# Could you fine gentlemen give me some suggestions?



## CosmicGopher (2/4/16)

Reading a post by Jakey has given me an interesting idea. And there are Many Excellent Mixologists in this forum. Any suggestion would be really appreciated!
In the past I smoked hookah tobacco, and one of my favorites was Nakhla Double Apple. This had a subtle apple flavor with a touch of anise. Probably one of the worlds most-smoked shisha tobacs and a wonderful flavor. It is supposed to be a combination of two apples, a red and a green or yellow. I understand Fuji apple is a really realistic, good apple flavor. And I don't think I want a tart green apple in there, maybe a really delicious yellow type of apple? Those who have tried apple concentrates...do you have any recommendations? I would like this juice to have a mild to moderate apple flavor, with a touch of anise. I don't want it strong to where it blows my socks off. Maybe a tiny hint of mint in there, I'm not sure. And do you think two types of apple and anise....would that be enough or would the juice be lacking? Something in there to add some depth? At this point its just an idea I want to pursue. I don't know if anything like this is commercially available...but I want to try my hand at it. I'm not a commercial mixer, I just make juice for myself. ANY suggestions from you fine folk would be REALLY appreciated!

§ **STATED TASK**
In the forum post, which hookah tobacco does the poster name as one of their favorites? The lines after the forum post are not needed.

Stored dataset lines
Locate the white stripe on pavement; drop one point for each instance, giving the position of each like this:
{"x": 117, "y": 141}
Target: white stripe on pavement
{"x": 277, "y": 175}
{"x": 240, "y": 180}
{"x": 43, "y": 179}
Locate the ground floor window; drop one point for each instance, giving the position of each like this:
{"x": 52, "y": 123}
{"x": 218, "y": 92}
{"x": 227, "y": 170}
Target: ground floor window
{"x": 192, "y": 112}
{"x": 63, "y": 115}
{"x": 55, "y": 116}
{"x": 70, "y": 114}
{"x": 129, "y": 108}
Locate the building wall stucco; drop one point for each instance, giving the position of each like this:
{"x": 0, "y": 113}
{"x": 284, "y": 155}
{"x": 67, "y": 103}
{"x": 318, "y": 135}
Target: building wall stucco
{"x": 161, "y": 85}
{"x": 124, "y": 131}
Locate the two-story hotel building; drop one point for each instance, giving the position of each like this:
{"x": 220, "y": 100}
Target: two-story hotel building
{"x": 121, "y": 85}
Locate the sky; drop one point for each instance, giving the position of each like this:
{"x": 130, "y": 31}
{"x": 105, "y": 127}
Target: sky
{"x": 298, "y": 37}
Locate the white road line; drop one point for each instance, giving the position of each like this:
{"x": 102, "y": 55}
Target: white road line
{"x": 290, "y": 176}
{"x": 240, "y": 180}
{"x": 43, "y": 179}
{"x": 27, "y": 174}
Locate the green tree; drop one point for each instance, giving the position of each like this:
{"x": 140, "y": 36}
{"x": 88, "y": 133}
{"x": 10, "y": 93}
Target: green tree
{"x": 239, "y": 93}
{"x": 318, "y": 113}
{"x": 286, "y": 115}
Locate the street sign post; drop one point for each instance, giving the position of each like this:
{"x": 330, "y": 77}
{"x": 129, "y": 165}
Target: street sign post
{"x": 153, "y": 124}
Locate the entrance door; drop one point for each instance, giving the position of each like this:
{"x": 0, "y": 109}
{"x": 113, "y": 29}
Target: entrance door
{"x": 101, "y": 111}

§ **TASK OUTPUT**
Nakhla Double Apple